_Source document_.
____
104 long-only funds shows an average monthly gain of just 0.37 per cent, while long-short AIF category averaged 0.94 per cent

Alternative Investment Funds (AIFs) posted a mixed but improved performance in September 2025, as equity markets broke a two-month losing streak. After consecutive declines in July and August, the Nifty 50 TRI rose 0.77 percent, while the broader S&P BSE 500 TRI gained 1.24 percent. The upturn was supported by broad-based gains across most sectors. PSU Banks led the chart, followed by Metals, Automobiles, and Utilities even as Technology, Media, Consumer, and Healthcare slipped.
Within this backdrop, long-only AIFs lagged, while long-short strategies again offered better risk-adjusted results. Data from 104 long-only funds shows an average monthly gain of just 0.37 percent, trailing both the S&P BSE 500 TRI (1.24 percent) and Nifty 50 TRI (0.77 percent). Only 29 funds (about 28 percent) beat the broader index, and 44 (roughly 42 percent) outperformed the large-cap benchmark. The long-only segment’s median underperformance versus BSE 500 TRI of around 0.9 percentage point underscores the difficulty many managers faced in capturing the broader rebound.
Long-short AIFs delivered a sharper comeback. Across 32 funds, the category averaged 0.94 percent, nearly 60 basis points above the long-only peer set and just 30 basis points short of the S&P BSE 500 TRI. Despite the modest absolute returns, relative performance was strong i.e. one in four funds (25 percent) beat the broad market, and over 60 percent outperformed the Nifty 50 TRI. The data suggest that tactical hedging and balanced exposures helped these strategies navigate volatility more efficiently.
September thus marked a month of healing for AIF investors, with benchmarks recovering moderately, and multi-strategy and hedged funds continuing to show their worth in preserving returns amid uneven market conditions.
____
_Data_.
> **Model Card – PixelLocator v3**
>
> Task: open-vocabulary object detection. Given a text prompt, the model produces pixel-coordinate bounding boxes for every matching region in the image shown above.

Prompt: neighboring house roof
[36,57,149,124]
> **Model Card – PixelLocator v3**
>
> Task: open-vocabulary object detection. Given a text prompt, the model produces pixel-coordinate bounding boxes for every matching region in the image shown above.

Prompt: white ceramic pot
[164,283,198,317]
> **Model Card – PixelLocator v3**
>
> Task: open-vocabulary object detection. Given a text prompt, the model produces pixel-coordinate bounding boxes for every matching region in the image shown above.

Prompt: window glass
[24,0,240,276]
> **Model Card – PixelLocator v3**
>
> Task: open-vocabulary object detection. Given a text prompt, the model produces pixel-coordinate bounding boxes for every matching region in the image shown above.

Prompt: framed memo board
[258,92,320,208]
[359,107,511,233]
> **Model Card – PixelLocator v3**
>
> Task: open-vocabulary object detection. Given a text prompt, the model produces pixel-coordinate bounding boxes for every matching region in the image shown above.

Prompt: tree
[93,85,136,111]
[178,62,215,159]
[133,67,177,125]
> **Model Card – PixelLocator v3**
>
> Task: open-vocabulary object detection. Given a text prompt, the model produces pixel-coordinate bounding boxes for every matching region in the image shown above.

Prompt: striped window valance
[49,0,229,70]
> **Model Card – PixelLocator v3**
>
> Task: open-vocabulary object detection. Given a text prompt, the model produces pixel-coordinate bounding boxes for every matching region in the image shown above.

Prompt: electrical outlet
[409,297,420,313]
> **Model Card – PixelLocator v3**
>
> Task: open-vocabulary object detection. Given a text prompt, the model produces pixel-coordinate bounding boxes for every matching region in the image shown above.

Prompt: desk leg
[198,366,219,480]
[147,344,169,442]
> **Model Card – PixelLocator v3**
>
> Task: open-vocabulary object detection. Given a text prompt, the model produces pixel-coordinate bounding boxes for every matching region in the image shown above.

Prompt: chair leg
____
_The exercise_. Set down the passage from the AIF performance report from "September thus marked" to "uneven market conditions.", word for word.

_Result_.
September thus marked a month of healing for AIF investors, with benchmarks recovering moderately, and multi-strategy and hedged funds continuing to show their worth in preserving returns amid uneven market conditions.